> [Source text]:
The safety and well-being of our patients and community members is our highest priority. As we actively monitor the COVID-19 virus, we have resources provided below to assist with planning for your current and future healthcare needs related to completing a POLST and Advance Care Planning. We believe advance care planning is important for all adults 18 and over to think about, but especially during these uncertain times.

The documents listed below are offered as tools to introduce why advance care planning conversations are so vital during this time, as well as offer some guidance on how to have these discussions with your loved ones.

  • Being Prepared in the Time of COVID  from The Conversation Project offers helpful information for you as a patient in thinking about your wishes and how to have discussions with your loved ones.

Links to specific advance care planning documents for the state you live in can be found here.

Resources for our Skilled Nursing and other Community Healthcare Partners:

This document is intended to support your work in engaging in these important conversations with your patients, residents and clients.

> [Directions]:
Continue the advance care planning text from where it stops.

Dataset records:
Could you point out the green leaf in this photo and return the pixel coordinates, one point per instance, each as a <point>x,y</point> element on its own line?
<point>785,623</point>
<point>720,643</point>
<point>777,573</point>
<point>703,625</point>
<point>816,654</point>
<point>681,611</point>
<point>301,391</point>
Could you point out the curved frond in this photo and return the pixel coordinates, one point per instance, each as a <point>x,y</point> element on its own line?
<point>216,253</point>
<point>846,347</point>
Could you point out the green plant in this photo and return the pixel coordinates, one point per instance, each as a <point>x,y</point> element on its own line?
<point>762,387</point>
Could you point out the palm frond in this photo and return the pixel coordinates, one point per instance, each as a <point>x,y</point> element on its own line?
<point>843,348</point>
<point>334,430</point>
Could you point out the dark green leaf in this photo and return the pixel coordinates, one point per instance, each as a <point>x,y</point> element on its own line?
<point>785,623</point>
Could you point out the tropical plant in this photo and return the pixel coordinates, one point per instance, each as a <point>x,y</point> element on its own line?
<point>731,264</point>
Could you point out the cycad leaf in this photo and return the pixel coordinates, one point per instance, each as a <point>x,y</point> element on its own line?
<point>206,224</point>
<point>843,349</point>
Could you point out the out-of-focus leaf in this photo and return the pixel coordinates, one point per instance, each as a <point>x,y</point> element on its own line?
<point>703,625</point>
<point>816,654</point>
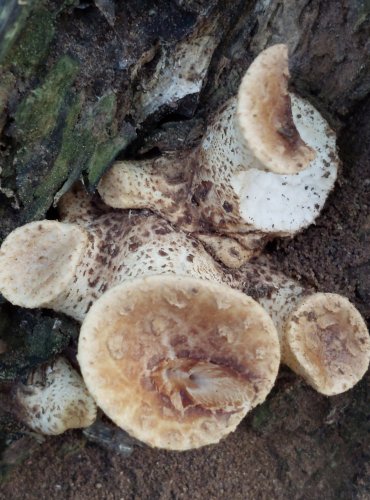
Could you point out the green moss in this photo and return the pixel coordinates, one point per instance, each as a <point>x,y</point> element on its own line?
<point>109,142</point>
<point>32,338</point>
<point>32,46</point>
<point>13,16</point>
<point>89,143</point>
<point>37,114</point>
<point>7,83</point>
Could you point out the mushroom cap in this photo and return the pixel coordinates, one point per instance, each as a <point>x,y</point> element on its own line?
<point>38,262</point>
<point>55,399</point>
<point>175,361</point>
<point>327,342</point>
<point>265,116</point>
<point>284,204</point>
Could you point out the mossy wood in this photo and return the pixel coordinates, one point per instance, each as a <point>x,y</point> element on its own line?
<point>76,78</point>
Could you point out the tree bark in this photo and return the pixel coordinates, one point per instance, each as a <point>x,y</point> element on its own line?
<point>83,82</point>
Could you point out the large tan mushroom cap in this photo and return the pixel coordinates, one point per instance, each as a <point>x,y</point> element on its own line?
<point>265,114</point>
<point>38,262</point>
<point>175,361</point>
<point>327,342</point>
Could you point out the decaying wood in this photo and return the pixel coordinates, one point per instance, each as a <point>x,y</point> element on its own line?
<point>83,82</point>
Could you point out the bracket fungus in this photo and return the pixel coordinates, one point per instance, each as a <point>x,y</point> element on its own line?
<point>265,167</point>
<point>323,337</point>
<point>66,266</point>
<point>55,399</point>
<point>177,362</point>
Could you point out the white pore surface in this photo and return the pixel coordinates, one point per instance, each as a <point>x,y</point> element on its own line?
<point>287,203</point>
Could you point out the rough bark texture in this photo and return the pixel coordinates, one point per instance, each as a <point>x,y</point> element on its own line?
<point>82,82</point>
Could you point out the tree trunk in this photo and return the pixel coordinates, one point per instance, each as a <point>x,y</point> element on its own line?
<point>83,82</point>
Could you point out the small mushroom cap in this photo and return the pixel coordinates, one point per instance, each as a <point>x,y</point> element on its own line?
<point>55,399</point>
<point>265,115</point>
<point>327,342</point>
<point>38,261</point>
<point>175,361</point>
<point>285,204</point>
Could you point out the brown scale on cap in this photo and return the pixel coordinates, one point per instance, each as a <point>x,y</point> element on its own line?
<point>323,337</point>
<point>328,343</point>
<point>176,361</point>
<point>237,181</point>
<point>67,265</point>
<point>265,114</point>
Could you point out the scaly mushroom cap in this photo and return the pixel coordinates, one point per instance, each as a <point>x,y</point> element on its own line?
<point>284,204</point>
<point>55,399</point>
<point>327,342</point>
<point>265,114</point>
<point>38,262</point>
<point>175,361</point>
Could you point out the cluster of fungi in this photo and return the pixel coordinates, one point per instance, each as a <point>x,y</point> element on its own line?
<point>171,349</point>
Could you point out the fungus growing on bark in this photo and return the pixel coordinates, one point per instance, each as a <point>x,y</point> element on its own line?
<point>322,335</point>
<point>175,361</point>
<point>66,266</point>
<point>55,399</point>
<point>265,166</point>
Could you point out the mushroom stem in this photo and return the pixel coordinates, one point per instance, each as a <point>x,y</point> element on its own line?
<point>265,166</point>
<point>323,337</point>
<point>55,399</point>
<point>67,265</point>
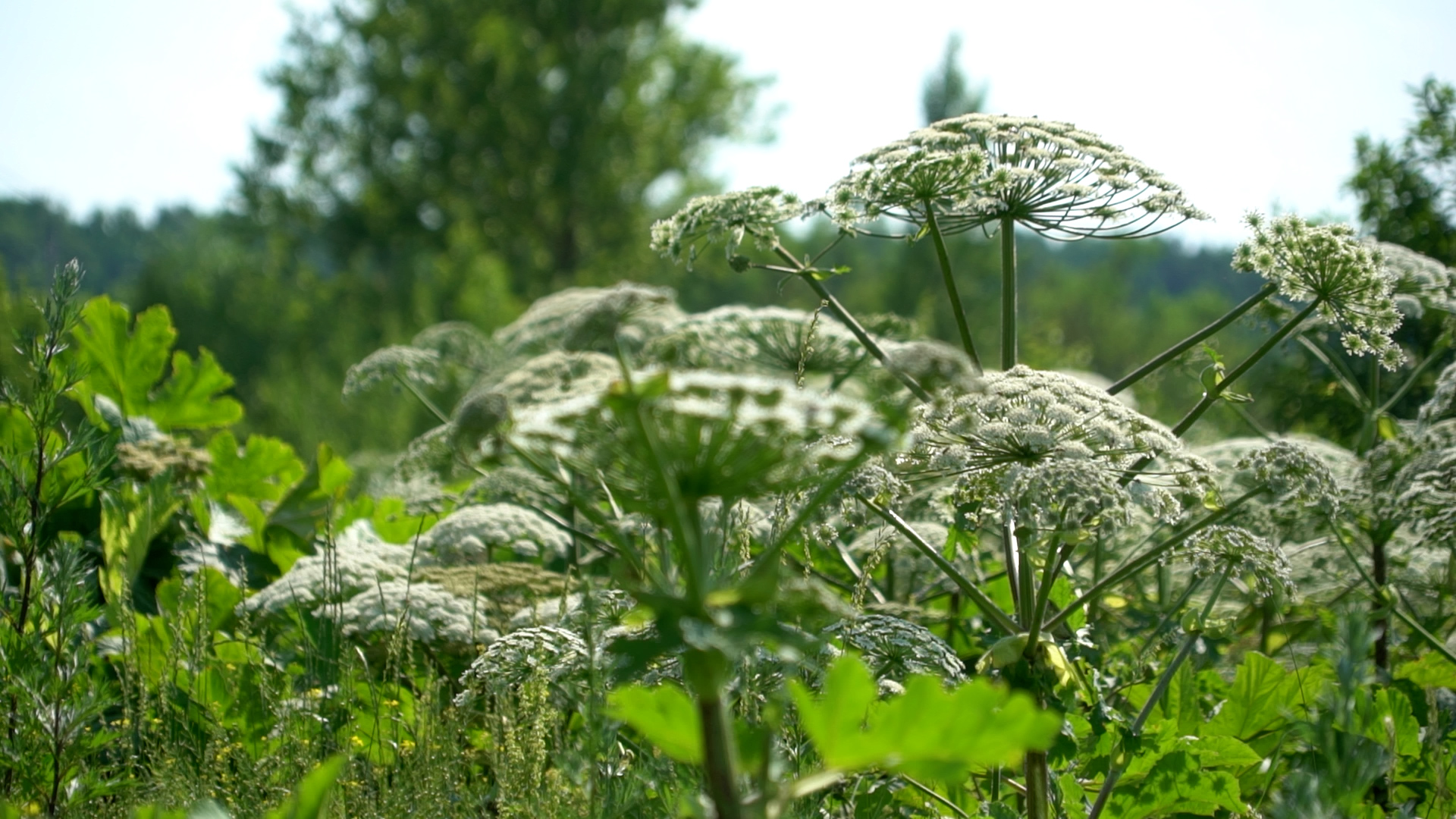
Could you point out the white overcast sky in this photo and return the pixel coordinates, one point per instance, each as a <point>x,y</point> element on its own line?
<point>1247,104</point>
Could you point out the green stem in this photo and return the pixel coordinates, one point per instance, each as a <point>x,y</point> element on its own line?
<point>1254,359</point>
<point>1187,343</point>
<point>949,287</point>
<point>1008,292</point>
<point>424,400</point>
<point>1147,558</point>
<point>970,589</point>
<point>865,340</point>
<point>1158,694</point>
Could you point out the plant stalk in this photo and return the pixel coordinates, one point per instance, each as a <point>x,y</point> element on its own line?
<point>1008,292</point>
<point>1158,694</point>
<point>949,287</point>
<point>1187,343</point>
<point>1254,359</point>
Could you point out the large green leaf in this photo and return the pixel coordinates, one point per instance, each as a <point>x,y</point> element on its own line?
<point>310,799</point>
<point>927,732</point>
<point>127,362</point>
<point>1175,784</point>
<point>664,716</point>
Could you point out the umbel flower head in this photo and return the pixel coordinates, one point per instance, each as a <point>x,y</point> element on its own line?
<point>394,362</point>
<point>728,219</point>
<point>1059,449</point>
<point>592,318</point>
<point>720,435</point>
<point>774,340</point>
<point>1244,556</point>
<point>977,169</point>
<point>1421,283</point>
<point>1329,265</point>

> [Output for this task]:
Resource Highlight:

The Dementia Directive

In addition to completing an Advance Directive to specify your wishes, some patients are choosing to complete an additional document called a Dementia Directive. This document, developed by Dr. Barak Gaster from the University of Washington, provides brief descriptionsof the stages of Dementia and options for people to choose what medical care they would want, or not want, at each stage. The Dementia Directive is not a legal form, but a communication tool between you and your loved ones and providers. The hope is that the document would make it easier for people to share their views with their loved ones on their behalf in the future. A standard advance directive doesn't do a great job of capturing all of the complexities of a diagnosis like Dementia.

For example, the type of care someone may want to receive in the early stages of Dementia may be very different than the care they would like to receive when they are no longer able to recognize loved ones. A Dementia Directive can lessen this uncertainty about the care a person will receive and help loved ones know how to best advocate.